• _Provided passage_:
* begin *
Every Friday we publish a list of inFrequently Asked Questions and answers to help you, the Crazy Apple user, get more out of your Crazy Apple products.
This week: Terminal
Q: D00d, ru a 1337 HAXX0R?
A: No, I speak English. Not idiot.
Q:Whatev, man. I’m a total hacker. I could hack your Mac right now, and you wouldn’t even know it.
A: Uh-huh. Did you have a question of some sort?
Q: Why do you use that Mac, man? My box is a dual-booted Windows XP and Ubuntu system, and in Ubuntu I can rule the world from the command line.
A: Nnnnnno, you can’t. I use the Mac because it’s simple, clean, stable, and friendly to developers and bloggers alike. Did you have any other questions?
Q: You don’t even have a command line, dude. You’re all “I gotta click on a picture or it’s not a real program.” I could P0wn you so hard. Just tell me your IP address and your Mac is my slave.
* end *
• _Stated task A_:
Repeat the Terminal FAQ starting at "Q: Why do you" and ending at "any other questions?", swapping "Ubuntu" for "Fedora".
• _Stated task B_:
Write the next part of the Terminal FAQ, picking up after its last line.
The records have no connection to the Terminal FAQ.

• _Data lines_:
* begin *
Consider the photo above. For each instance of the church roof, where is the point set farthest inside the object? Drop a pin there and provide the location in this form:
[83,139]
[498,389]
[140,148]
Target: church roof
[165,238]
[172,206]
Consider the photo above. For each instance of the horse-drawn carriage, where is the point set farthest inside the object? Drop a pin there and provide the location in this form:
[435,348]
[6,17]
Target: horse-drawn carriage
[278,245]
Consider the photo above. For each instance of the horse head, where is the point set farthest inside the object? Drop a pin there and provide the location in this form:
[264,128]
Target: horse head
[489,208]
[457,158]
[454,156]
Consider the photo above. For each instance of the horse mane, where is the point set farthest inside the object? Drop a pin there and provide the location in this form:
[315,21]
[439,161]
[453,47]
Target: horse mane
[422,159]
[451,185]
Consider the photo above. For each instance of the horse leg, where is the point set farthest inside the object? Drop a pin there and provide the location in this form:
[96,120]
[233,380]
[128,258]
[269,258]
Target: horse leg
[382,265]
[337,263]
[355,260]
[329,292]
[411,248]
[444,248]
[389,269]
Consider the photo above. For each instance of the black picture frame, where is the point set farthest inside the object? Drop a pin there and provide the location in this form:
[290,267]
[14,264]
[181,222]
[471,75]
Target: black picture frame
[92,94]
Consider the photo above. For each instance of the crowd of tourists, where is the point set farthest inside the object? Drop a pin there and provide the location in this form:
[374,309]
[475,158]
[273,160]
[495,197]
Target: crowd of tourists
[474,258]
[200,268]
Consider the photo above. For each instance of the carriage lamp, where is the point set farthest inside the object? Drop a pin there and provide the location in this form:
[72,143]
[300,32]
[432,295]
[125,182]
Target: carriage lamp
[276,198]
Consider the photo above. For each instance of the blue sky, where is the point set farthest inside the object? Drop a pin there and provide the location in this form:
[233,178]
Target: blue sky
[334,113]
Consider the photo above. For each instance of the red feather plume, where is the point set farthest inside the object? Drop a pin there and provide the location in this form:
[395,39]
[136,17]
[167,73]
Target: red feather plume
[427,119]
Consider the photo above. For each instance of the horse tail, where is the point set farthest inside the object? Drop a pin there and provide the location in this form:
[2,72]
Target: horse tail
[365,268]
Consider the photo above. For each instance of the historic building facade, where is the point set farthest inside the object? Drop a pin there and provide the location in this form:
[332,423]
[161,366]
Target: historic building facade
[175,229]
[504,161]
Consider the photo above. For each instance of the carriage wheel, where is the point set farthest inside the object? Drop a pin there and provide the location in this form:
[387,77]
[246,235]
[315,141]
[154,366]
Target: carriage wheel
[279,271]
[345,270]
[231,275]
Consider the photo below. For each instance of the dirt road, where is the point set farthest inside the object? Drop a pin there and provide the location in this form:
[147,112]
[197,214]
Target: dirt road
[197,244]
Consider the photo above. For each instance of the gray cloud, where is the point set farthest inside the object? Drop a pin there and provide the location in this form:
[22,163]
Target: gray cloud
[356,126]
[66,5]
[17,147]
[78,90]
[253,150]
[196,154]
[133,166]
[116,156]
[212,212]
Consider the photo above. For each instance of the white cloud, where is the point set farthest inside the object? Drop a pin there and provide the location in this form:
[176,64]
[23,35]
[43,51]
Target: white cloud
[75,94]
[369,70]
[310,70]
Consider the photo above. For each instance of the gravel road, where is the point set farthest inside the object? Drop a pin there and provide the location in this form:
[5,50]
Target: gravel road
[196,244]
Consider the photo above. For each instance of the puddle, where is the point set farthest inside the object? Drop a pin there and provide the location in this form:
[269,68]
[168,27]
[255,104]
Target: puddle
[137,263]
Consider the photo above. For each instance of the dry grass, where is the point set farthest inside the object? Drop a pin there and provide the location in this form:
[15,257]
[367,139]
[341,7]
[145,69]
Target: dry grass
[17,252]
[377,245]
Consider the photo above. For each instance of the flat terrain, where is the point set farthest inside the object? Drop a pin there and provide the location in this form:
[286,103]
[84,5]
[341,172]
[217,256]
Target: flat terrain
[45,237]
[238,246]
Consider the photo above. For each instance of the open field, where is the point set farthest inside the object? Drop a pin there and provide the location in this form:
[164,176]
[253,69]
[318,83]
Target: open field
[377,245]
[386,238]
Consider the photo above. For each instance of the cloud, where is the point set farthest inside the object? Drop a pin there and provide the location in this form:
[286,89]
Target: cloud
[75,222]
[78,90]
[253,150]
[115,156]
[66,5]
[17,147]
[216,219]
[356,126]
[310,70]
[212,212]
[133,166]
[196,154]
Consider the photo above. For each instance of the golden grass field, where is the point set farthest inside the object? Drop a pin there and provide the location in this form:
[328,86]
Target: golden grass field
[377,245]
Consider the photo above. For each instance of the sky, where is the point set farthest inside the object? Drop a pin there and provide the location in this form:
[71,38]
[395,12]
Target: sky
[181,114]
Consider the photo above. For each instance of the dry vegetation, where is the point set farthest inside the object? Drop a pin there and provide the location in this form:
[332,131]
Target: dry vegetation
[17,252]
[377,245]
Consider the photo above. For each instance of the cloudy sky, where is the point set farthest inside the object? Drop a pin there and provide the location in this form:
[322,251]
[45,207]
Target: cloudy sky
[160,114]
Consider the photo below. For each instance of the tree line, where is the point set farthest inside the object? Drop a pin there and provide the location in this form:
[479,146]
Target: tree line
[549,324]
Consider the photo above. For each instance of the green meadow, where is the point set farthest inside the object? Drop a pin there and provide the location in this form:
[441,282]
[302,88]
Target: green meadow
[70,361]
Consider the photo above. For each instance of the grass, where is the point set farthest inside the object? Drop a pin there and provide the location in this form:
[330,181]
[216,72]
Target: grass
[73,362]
* end *
* begin *
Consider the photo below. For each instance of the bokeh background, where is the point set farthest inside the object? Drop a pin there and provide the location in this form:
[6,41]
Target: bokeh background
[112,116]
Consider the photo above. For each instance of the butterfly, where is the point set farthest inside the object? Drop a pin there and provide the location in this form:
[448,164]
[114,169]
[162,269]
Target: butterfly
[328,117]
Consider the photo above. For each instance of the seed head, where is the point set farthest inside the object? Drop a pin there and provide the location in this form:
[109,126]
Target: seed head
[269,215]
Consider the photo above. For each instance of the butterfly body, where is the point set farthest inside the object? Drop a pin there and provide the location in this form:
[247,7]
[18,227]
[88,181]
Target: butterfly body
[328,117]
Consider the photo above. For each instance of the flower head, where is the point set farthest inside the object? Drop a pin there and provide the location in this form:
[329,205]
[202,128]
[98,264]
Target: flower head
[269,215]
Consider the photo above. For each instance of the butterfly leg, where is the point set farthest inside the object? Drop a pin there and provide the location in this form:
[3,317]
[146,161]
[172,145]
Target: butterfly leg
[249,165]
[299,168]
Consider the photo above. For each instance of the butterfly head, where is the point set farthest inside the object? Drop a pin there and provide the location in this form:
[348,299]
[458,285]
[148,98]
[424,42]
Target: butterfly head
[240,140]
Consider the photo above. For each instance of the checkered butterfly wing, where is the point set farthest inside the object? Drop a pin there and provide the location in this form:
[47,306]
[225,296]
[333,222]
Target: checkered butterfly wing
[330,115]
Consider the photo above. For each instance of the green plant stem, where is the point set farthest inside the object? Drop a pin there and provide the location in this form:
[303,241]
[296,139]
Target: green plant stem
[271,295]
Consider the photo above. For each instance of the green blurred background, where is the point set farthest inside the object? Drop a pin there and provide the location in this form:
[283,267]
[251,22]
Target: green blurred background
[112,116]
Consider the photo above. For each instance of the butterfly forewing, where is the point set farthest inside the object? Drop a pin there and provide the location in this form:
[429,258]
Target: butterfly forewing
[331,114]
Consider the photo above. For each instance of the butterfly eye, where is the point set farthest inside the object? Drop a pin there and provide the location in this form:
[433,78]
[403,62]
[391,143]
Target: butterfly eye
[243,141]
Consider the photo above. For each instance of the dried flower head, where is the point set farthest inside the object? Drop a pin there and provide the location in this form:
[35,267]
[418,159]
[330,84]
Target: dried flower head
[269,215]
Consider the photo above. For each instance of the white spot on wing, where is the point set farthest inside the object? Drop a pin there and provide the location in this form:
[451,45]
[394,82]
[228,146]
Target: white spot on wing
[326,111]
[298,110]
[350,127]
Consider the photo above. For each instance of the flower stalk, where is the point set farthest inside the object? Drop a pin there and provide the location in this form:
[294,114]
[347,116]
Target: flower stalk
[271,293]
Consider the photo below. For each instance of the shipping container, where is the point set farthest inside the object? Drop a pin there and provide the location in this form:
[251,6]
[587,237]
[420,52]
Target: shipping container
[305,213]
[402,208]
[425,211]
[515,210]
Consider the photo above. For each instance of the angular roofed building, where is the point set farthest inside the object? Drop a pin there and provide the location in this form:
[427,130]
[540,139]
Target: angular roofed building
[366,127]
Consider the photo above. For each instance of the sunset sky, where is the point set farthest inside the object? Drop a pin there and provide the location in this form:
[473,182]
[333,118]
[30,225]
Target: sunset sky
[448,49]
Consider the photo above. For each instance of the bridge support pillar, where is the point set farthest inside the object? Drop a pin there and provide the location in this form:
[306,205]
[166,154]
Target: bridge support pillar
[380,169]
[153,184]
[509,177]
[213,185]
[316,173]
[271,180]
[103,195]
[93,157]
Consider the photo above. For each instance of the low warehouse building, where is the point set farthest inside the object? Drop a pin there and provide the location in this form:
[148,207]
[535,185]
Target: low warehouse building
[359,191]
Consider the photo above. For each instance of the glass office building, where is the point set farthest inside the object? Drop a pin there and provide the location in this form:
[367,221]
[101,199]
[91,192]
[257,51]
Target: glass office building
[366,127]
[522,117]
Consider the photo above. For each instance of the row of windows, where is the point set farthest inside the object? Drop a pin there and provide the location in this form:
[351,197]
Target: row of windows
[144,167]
* end *
* begin *
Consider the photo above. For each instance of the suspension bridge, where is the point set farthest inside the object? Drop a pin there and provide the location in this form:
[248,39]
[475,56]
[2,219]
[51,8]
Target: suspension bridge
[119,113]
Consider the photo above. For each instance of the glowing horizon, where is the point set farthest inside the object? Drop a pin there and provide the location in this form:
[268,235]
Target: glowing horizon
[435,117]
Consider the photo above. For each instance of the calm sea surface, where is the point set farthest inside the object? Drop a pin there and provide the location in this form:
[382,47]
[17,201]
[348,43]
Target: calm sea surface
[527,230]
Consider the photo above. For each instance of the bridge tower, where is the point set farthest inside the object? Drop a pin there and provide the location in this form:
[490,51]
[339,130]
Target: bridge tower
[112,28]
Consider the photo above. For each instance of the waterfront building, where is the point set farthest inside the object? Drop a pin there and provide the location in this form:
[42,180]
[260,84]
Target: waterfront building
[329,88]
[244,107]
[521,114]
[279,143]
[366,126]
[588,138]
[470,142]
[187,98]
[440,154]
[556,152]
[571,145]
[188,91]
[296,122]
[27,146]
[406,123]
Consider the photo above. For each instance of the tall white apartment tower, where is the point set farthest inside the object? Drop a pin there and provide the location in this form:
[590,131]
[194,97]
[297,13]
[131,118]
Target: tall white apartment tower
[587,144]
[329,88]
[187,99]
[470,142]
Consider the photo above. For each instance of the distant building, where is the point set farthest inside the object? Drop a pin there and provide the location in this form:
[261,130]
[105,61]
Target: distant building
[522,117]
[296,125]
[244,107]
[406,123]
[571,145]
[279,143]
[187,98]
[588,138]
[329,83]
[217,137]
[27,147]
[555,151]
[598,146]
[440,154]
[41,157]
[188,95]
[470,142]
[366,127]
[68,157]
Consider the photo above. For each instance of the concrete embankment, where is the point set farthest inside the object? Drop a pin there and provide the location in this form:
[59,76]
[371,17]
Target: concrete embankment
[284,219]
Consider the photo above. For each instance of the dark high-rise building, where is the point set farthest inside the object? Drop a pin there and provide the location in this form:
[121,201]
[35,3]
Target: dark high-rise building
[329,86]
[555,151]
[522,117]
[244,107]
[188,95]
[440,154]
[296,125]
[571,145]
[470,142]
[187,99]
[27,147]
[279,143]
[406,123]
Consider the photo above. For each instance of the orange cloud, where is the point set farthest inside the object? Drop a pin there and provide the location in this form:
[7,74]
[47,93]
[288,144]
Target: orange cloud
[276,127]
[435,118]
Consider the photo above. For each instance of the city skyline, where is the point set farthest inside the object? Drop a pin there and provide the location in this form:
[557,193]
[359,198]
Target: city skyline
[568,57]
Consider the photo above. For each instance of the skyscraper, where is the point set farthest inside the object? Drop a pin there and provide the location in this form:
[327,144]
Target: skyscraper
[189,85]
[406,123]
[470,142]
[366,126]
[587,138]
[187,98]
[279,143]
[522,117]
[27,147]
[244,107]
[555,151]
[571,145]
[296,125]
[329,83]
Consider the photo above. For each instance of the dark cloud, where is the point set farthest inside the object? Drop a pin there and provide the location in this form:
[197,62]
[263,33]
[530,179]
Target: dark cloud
* end *
• _Exercise output A_:
Q: Why do you use that Mac, man? My box is a dual-booted Windows XP and Fedora system, and in Fedora I can rule the world from the command line.
A: Nnnnnno, you can’t. I use the Mac because it’s simple, clean, stable, and friendly to developers and bloggers alike. Did you have any other questions?

• _Exercise output B_:
A: Not a question. But actually, there is a command line interface for OSX. It’s called Terminal. It lets me do all the Unixy things that the Mac is so good at, just like your little Ubuntu box. And my IP address is 127.0.0.1. Hack away!
Q: Yeah right. I’m not a total newb. I know that one.
A: You’ve done it before, haven’t you?
Q: Shut up!
A: You totally did, didn’t you? You were all, “I’m gonna hack this dude’s system, look, I totally have root access #rm -rf / oh noes, where are all my files?”
Q: I did not! I just… I just wanted to try a new distro. At three in the morning!
A: Yep. Look, you already have a monitor, keyboard, and mouse. Why not get yourself a little something? I think we’ll all be happier.
Q: I can’t, my allowance is cut off ever since my mom saw what I was doing on her computer…
A: Let her know that the Mac has real parental controls, she’ll get you one. Bye bye, script kiddie!
Note: The editor–who works as an IT person for a living and is tired of script kiddies attacking the systems for which he is responsible–needed to blow off some steam. I promise more insightful, less vitriolic posts next week. Maybe even tomorrow; maybe even with footnotes, we’ll see. And remember: Friends don’t let friends speak Leet.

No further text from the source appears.